▶ **What the exercise asks**:
Please copy out every line of the data below that contains the word "panel".

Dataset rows
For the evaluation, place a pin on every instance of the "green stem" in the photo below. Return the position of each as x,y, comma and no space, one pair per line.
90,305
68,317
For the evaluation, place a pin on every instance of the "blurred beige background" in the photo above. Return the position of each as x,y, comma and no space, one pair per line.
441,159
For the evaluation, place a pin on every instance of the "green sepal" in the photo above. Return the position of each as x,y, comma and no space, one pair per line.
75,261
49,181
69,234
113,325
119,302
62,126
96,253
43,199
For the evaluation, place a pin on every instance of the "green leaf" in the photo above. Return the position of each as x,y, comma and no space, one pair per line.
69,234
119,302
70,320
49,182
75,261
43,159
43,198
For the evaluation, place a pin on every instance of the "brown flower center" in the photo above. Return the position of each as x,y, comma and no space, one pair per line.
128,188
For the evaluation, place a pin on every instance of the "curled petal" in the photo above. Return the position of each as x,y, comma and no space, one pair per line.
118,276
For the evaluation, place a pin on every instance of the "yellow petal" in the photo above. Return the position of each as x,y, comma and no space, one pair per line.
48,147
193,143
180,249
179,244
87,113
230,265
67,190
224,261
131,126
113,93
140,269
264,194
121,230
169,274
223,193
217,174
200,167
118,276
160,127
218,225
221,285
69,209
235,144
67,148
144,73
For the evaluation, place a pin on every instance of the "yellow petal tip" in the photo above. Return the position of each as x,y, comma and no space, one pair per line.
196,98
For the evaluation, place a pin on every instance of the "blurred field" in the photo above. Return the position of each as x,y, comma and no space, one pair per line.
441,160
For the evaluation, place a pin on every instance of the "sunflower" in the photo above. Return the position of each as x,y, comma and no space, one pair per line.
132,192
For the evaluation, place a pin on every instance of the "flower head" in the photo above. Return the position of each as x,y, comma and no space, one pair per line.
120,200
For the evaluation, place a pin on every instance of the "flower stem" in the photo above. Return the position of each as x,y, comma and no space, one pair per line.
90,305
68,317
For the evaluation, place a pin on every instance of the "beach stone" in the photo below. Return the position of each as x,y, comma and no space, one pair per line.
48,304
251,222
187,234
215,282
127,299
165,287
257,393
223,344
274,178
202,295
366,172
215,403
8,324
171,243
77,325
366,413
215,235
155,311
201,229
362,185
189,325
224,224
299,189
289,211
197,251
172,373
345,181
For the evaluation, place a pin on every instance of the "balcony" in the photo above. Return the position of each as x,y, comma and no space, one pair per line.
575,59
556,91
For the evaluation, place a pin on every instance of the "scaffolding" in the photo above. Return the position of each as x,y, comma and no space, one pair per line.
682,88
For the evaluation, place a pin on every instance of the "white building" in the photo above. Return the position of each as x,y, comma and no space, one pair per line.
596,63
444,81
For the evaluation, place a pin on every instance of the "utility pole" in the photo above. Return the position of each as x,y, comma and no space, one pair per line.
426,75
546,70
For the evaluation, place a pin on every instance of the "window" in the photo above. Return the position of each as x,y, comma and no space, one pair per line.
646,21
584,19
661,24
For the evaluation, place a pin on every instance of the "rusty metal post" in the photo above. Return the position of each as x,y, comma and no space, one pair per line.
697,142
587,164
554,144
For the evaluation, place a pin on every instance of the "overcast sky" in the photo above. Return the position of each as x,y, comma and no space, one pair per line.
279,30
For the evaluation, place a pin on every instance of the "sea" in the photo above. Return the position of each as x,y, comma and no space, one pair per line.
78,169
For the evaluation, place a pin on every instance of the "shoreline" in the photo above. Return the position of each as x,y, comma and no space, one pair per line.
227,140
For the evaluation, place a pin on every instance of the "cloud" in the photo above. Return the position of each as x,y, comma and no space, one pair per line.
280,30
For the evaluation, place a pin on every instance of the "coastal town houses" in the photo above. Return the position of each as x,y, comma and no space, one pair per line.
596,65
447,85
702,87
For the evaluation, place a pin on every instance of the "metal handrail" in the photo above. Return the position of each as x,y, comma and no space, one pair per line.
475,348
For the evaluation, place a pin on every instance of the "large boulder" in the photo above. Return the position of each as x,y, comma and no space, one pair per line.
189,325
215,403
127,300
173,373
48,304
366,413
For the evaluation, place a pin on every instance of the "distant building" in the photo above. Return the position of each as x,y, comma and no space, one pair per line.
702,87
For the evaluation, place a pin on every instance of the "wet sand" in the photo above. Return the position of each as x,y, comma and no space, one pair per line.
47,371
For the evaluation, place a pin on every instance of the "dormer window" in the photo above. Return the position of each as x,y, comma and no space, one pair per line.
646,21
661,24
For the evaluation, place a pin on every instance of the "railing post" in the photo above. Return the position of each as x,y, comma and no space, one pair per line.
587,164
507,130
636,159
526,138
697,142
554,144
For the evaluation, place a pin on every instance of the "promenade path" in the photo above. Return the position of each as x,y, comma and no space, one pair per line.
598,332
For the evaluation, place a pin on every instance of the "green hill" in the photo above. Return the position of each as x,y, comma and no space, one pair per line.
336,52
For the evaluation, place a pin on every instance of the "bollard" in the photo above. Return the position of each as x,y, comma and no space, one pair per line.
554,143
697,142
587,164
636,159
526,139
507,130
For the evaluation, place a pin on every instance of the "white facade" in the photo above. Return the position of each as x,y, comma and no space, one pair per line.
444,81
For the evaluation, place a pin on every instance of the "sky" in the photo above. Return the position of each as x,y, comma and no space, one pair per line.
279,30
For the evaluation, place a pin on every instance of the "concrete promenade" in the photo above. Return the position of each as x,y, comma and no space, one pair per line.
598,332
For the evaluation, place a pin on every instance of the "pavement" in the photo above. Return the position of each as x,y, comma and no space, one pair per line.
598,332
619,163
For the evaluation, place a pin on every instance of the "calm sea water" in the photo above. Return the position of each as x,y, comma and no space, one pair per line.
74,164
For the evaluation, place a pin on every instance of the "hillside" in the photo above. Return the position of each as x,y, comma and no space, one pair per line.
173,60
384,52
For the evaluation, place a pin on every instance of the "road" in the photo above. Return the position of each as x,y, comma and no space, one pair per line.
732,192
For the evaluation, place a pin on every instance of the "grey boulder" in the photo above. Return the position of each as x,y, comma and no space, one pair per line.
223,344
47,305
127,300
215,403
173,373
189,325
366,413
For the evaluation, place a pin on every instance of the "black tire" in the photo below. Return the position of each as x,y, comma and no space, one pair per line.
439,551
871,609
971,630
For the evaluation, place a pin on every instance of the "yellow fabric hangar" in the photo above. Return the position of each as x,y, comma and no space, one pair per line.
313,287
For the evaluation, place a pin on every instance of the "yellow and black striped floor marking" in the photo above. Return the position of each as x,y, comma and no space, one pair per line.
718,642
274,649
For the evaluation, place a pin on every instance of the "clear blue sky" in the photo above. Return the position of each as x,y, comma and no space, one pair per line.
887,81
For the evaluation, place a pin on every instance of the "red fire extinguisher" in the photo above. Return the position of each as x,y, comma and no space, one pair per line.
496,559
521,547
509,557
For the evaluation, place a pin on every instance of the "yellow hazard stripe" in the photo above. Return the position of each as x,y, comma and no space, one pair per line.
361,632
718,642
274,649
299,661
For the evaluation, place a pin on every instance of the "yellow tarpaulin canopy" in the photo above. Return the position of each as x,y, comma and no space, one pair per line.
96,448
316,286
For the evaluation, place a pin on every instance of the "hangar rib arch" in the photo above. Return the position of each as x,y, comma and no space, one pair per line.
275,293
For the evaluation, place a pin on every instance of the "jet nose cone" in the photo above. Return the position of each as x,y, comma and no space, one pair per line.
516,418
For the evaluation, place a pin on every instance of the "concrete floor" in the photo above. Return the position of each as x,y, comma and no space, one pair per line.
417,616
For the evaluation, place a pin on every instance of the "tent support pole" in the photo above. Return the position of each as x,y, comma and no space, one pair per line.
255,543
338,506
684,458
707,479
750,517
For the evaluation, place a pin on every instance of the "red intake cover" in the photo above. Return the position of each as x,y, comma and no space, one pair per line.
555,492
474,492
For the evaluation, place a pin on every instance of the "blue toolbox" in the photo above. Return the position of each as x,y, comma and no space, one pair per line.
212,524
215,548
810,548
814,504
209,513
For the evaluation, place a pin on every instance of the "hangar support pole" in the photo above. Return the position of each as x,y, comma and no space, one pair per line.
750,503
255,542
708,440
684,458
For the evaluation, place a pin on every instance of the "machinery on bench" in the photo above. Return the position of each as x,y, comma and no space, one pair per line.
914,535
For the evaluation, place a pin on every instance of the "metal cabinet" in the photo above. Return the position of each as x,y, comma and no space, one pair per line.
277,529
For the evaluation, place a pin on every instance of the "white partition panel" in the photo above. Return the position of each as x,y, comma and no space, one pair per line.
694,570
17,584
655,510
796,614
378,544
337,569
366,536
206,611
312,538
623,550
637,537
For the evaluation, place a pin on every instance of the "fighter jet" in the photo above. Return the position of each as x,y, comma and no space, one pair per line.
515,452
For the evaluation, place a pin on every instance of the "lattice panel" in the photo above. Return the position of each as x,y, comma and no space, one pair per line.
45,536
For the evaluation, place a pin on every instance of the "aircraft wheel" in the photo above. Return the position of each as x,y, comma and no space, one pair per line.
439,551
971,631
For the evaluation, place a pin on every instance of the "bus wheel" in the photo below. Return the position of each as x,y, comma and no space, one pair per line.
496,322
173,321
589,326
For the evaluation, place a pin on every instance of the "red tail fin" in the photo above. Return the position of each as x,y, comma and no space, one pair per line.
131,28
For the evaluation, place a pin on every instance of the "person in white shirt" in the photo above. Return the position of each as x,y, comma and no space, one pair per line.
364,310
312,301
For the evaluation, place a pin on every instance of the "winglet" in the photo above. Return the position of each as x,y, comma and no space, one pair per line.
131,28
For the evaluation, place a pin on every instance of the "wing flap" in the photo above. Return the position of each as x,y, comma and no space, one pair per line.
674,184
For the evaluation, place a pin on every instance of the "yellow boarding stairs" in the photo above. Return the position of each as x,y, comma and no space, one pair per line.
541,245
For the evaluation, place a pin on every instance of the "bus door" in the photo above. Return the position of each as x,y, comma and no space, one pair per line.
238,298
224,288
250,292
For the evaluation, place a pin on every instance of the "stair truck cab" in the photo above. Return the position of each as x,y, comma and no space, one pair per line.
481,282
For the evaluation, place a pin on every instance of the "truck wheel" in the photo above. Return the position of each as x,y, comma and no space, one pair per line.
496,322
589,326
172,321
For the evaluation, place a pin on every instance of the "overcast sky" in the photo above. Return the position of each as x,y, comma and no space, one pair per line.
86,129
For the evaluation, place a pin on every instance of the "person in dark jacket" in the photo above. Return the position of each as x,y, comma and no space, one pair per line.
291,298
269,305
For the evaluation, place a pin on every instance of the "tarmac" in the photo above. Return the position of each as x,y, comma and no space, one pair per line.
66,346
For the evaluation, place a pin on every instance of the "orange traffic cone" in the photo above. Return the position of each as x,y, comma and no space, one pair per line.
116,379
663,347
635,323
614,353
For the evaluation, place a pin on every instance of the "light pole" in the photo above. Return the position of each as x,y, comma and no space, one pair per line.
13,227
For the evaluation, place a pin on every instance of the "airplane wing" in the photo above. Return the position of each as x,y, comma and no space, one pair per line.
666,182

▶ **Answer for this exercise**:
For the evaluation, place a pin on every instance of the "white partition panel" in the photo above. Return the position of each as x,y, comma and no space, one pair per line.
For the evaluation, place a pin on every instance of the "lattice panel" in the photo above. Return the position of each as x,y, comma and no space, one pair per line.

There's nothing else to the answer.